> **Try it**:
Using the listing below, retype the line bearing "Target: window with iron grille" and each line after it, word for word, and nothing further.
Segment Open
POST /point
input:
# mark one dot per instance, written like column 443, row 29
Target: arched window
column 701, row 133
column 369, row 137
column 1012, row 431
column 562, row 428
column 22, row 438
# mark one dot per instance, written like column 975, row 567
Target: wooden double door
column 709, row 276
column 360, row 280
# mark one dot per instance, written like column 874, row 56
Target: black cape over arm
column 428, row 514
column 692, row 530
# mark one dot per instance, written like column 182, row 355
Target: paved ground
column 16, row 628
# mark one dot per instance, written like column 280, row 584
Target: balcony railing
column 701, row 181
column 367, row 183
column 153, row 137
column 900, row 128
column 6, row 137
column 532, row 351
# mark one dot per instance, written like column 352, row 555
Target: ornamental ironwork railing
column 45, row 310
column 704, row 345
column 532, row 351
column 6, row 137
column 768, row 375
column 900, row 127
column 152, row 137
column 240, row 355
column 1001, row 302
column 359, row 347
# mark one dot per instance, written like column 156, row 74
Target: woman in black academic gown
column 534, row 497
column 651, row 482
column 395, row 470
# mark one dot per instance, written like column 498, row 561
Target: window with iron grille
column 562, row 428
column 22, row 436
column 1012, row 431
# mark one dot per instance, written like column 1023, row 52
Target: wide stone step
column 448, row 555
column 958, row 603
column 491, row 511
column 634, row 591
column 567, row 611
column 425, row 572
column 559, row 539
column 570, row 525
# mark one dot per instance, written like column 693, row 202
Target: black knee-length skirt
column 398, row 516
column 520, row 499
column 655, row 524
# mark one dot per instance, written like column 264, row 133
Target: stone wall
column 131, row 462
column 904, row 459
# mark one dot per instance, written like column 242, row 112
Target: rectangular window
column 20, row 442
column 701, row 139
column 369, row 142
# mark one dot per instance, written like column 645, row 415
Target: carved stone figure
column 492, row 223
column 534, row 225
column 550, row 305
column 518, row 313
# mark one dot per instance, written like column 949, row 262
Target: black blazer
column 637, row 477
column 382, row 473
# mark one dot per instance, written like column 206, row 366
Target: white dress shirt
Segment Closed
> **Written solution**:
Target: window with iron grille
column 562, row 428
column 22, row 436
column 1012, row 431
# mark one dot per instance, written like column 1023, row 52
Target: wide stone step
column 448, row 555
column 958, row 603
column 491, row 511
column 634, row 591
column 567, row 611
column 425, row 572
column 559, row 539
column 570, row 525
# mark one dot per instance, written like column 693, row 202
Target: black knee-length skirt
column 398, row 516
column 520, row 499
column 655, row 524
# mark one dot per instance, written like column 264, row 133
Target: stone wall
column 131, row 462
column 904, row 459
# mark one dot per instance, written like column 242, row 112
Target: rectangular window
column 20, row 442
column 701, row 139
column 369, row 142
# mark one dot per instance, written like column 645, row 415
Target: carved stone figure
column 492, row 223
column 534, row 225
column 550, row 305
column 518, row 313
# mark one dot per instance, written like column 949, row 262
Target: black blazer
column 637, row 477
column 382, row 473
# mark one dot per instance, written like column 206, row 366
Target: white dress shirt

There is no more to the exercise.